━━ Task input ━━

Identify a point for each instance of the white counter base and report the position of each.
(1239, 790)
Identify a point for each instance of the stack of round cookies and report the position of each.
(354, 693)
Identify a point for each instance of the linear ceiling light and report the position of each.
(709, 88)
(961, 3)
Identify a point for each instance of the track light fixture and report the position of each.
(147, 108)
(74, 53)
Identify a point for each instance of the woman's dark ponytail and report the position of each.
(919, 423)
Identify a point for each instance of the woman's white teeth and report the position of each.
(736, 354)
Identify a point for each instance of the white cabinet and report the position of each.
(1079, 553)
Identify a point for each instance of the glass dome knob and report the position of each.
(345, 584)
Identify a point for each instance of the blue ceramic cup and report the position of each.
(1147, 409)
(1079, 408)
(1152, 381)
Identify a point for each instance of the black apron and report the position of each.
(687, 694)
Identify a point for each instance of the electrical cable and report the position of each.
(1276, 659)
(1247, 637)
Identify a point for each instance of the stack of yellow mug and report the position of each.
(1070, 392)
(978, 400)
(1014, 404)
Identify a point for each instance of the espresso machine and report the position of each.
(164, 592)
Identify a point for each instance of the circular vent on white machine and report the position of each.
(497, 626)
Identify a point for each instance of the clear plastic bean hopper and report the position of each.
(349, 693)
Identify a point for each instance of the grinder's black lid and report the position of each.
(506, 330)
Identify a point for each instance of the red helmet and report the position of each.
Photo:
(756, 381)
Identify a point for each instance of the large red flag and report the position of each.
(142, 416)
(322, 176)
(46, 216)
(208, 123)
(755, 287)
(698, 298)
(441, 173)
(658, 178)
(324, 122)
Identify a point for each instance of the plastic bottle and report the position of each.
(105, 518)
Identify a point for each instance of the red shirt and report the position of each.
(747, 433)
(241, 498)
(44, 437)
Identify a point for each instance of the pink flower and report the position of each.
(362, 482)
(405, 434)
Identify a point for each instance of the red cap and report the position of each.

━━━

Please copy the listing from the line with "Identify a point for each instance of the red helmet" through the end of the listing, changing "position" to "location" wherever it occurs and keeping everything else the same.

Identify a point for each instance of the red helmet and report the location of each.
Photo:
(756, 381)
Identify a point for each instance of the large red flag and report the location of each.
(142, 416)
(322, 176)
(46, 216)
(208, 123)
(755, 287)
(698, 298)
(441, 173)
(658, 178)
(324, 122)
Identify a point for each instance of the plastic bottle and report the location of each.
(105, 518)
Identify a point for each instance of the red shirt and report the location of each.
(747, 433)
(241, 498)
(44, 437)
Identify a point for each instance of the pink flower and report the location of each.
(362, 482)
(405, 434)
Identify a point for each instance of the red cap and report the location of each.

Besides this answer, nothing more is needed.